(Collected data entries)
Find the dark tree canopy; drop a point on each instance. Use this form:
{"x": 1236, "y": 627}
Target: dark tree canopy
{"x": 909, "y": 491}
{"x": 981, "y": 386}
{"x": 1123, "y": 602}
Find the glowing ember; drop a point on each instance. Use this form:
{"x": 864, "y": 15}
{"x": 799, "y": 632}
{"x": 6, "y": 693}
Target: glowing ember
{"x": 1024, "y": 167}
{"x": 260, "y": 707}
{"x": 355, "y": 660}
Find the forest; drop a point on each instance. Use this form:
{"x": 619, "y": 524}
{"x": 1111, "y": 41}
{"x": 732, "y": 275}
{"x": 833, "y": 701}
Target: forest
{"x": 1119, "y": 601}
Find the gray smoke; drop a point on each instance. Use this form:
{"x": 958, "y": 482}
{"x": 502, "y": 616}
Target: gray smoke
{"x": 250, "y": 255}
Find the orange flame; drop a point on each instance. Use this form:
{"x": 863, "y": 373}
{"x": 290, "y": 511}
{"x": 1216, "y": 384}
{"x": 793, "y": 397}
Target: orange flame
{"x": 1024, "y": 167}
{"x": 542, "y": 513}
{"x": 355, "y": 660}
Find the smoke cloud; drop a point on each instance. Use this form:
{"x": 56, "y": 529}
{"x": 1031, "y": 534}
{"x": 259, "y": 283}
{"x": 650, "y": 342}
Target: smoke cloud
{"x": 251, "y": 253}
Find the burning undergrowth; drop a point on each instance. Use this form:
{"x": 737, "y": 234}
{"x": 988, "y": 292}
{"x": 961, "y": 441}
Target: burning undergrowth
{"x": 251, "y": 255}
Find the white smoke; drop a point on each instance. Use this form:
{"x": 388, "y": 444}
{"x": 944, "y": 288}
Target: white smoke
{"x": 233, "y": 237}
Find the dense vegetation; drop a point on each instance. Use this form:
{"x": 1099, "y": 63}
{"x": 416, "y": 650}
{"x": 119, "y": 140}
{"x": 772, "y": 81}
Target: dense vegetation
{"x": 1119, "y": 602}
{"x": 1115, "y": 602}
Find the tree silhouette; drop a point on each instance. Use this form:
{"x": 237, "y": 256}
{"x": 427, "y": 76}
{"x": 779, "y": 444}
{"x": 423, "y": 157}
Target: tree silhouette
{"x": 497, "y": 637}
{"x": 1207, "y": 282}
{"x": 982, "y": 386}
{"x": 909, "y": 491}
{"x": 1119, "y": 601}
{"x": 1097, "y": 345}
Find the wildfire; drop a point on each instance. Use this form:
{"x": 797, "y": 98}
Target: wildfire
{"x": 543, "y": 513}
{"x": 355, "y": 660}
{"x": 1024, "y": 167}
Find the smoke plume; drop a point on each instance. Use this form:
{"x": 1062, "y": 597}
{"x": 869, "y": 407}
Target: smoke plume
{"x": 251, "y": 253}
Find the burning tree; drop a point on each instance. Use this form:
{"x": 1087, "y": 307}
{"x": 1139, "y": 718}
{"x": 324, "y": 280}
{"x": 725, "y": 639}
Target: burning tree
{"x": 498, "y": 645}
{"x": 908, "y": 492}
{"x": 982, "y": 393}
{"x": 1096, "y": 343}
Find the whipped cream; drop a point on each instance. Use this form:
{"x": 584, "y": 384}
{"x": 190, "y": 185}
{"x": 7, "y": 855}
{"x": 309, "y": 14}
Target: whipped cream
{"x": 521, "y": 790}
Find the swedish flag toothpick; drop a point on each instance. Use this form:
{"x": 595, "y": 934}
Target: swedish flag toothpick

▶ _EXERCISE DETAILS_
How many lines of the entries above contain the word "toothpick"? Give the number alone.

▶ _YOUR RESPONSE_
2